# [DATASET]
BEGIN

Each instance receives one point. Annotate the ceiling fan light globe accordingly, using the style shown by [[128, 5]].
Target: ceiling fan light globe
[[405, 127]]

END
BEGIN

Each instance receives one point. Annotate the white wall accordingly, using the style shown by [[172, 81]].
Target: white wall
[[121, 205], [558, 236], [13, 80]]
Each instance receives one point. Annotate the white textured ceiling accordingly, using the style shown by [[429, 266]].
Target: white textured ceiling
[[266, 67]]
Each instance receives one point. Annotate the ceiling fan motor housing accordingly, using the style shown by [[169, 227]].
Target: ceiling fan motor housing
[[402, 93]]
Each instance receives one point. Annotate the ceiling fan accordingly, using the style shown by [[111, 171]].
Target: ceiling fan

END
BEGIN

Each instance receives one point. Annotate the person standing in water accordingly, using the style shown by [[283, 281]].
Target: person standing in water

END

Check the entries above line by line and return each one containing the word "standing".

# [EXERCISE RESULT]
Each instance receives one point. Annotate the person standing in water accordingly, using the style shown by [[283, 281]].
Target: person standing in water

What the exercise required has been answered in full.